▸ The exercise
Please write out the complete listing that follows, exactly as it reads.

▸ Records provided
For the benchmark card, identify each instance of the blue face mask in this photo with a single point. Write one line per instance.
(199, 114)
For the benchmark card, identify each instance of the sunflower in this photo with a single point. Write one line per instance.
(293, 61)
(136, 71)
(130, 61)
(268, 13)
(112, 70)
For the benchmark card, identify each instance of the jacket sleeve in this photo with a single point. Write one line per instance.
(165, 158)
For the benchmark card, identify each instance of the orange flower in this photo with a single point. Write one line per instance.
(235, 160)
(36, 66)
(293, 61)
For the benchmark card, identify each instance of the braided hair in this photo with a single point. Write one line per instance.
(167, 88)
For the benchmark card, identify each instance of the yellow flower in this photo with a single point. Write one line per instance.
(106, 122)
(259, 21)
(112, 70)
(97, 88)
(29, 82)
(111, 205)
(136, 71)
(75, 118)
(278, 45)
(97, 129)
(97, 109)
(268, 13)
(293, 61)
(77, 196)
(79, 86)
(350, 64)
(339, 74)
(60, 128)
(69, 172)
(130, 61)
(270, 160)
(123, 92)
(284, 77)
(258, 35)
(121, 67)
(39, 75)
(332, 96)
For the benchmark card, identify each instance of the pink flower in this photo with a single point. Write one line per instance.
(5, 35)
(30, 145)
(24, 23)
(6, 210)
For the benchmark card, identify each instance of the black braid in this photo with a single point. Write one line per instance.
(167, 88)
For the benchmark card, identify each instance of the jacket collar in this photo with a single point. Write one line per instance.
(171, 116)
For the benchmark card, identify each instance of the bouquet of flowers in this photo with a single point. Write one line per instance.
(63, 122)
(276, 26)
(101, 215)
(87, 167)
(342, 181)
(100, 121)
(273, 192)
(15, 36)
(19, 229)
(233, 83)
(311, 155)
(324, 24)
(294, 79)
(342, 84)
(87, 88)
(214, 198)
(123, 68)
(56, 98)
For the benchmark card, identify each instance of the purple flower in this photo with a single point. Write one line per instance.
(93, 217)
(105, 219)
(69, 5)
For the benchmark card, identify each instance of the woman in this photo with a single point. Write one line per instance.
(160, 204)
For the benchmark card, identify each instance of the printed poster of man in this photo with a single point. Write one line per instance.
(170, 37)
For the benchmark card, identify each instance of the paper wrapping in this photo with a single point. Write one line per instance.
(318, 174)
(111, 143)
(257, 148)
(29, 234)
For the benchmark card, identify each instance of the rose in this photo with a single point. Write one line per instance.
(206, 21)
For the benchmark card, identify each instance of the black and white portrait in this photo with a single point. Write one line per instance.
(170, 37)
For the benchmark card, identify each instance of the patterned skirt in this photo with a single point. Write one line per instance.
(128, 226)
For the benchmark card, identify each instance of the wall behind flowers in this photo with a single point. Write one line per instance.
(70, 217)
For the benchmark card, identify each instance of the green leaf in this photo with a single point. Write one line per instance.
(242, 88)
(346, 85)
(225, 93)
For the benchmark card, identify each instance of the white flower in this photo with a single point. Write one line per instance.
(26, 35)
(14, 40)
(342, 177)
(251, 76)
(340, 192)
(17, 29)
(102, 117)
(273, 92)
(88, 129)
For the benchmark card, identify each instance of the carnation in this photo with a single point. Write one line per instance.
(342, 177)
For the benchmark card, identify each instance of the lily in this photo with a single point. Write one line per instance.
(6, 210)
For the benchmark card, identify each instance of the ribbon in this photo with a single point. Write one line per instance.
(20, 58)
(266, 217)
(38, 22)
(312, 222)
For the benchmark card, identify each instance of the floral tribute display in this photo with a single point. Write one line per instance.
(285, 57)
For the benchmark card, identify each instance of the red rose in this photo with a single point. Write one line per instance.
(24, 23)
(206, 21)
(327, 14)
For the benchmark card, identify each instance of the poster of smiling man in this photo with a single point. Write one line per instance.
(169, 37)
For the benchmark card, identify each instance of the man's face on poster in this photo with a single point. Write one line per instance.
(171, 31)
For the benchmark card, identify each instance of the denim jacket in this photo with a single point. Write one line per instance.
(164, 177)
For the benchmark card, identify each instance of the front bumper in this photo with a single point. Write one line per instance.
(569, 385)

▸ Expected answer
For the benchmark card, identify each instance of the blue face mask in this photo with a single point. Write one line per instance.
(199, 114)
For the benchmark card, identify each instance of the sunflower in this photo with a single point. Write one line per instance.
(293, 61)
(136, 71)
(130, 61)
(268, 13)
(112, 70)
For the benchmark card, identify each instance of the jacket sleeve in this photo with a single point. Write one line per instance.
(165, 158)
For the benchmark card, identify each instance of the orange flower in this photo with a single point. Write one line per instance.
(235, 160)
(36, 66)
(293, 61)
For the benchmark card, identify each instance of the braided hair in this photo with a single point. Write one line per instance.
(167, 88)
For the benchmark card, identify each instance of the yellow flower in this photo with a single point. Write one line per instance.
(106, 122)
(259, 21)
(112, 70)
(97, 88)
(29, 82)
(111, 205)
(136, 71)
(75, 118)
(278, 45)
(97, 129)
(97, 109)
(268, 13)
(293, 61)
(77, 196)
(79, 86)
(350, 64)
(339, 74)
(60, 128)
(69, 172)
(130, 61)
(270, 160)
(123, 92)
(284, 77)
(258, 35)
(121, 67)
(39, 75)
(332, 96)
For the benchmark card, identify each instance of the pink flower in this photo with a single point. Write one line per instance.
(5, 35)
(30, 145)
(24, 23)
(6, 210)
For the benchmark card, identify each instance of the black braid in this photo with a single point. Write one line per instance.
(167, 88)
For the benchmark card, identify each instance of the jacket collar in this photo with a single point. Write one line per instance.
(171, 116)
For the benchmark card, identify each instance of the bouquet of flowers in this photo with a single point. Write one line per instance.
(63, 122)
(276, 26)
(101, 215)
(87, 167)
(342, 181)
(100, 121)
(273, 192)
(15, 36)
(19, 229)
(233, 83)
(311, 155)
(324, 24)
(294, 79)
(342, 84)
(87, 88)
(214, 198)
(123, 68)
(56, 98)
For the benchmark card, identify each instance of the purple flower in this photo with a single point. Write one line per instance.
(93, 217)
(105, 219)
(69, 5)
For the benchmark card, identify each instance of the woman in this photo with a single point. Write one line per instance.
(160, 204)
For the benchmark card, identify each instance of the printed poster of man in this photo with a single point. Write one line per instance.
(170, 37)
For the benchmark card, identify each instance of the paper wrapping in this photo with a single point. Write one line per instance.
(318, 174)
(111, 143)
(257, 148)
(29, 234)
For the benchmark card, identify each instance of the rose in this photo with a single point. Write one line per instance.
(206, 21)
For the benchmark card, identify each instance of the black and white portrait in this photo with a single point. Write one line per instance.
(170, 37)
For the benchmark card, identify each instance of the patterned skirt in this photo with a single point. Write one line per instance.
(128, 226)
For the benchmark card, identify each instance of the wall behind flowers in this photo with a single point. Write one line per instance.
(70, 217)
For the benchmark card, identify each instance of the green leaf in this photo with a single point. Write one line per instance.
(242, 88)
(346, 85)
(225, 93)
For the benchmark card, identify each instance of the white flower in this photo with a single point. Write one line per instance.
(26, 35)
(14, 40)
(342, 177)
(251, 76)
(340, 192)
(17, 29)
(102, 117)
(273, 92)
(88, 129)
For the benchmark card, identify each instance of the carnation in this photo with a single point. Write one line per instance.
(342, 177)
For the benchmark card, identify each instance of the lily in this photo with a single point. Write one line per instance.
(6, 210)
For the benchmark card, identify each instance of the ribbon in this photo with a single point. Write one line per instance.
(20, 58)
(266, 217)
(38, 22)
(312, 222)
For the benchmark card, identify each instance of the floral tribute display in this photo with a single point. Write one line per instance.
(285, 57)
For the benchmark card, identify each instance of the red rose in this photo with a single point. Write one line per instance.
(24, 23)
(206, 21)
(327, 14)
For the benchmark card, identify each instance of the poster of smiling man in this photo with a single point. Write one line per instance.
(169, 37)
For the benchmark card, identify each instance of the man's face on poster in this photo with a single point. Write one line per instance.
(171, 31)
For the benchmark card, identify each instance of the denim jacket in this photo with a single point. Write one line per instance.
(164, 177)
For the benchmark card, identify each instance of the front bumper in this photo with a single point. Write one line per instance.
(569, 385)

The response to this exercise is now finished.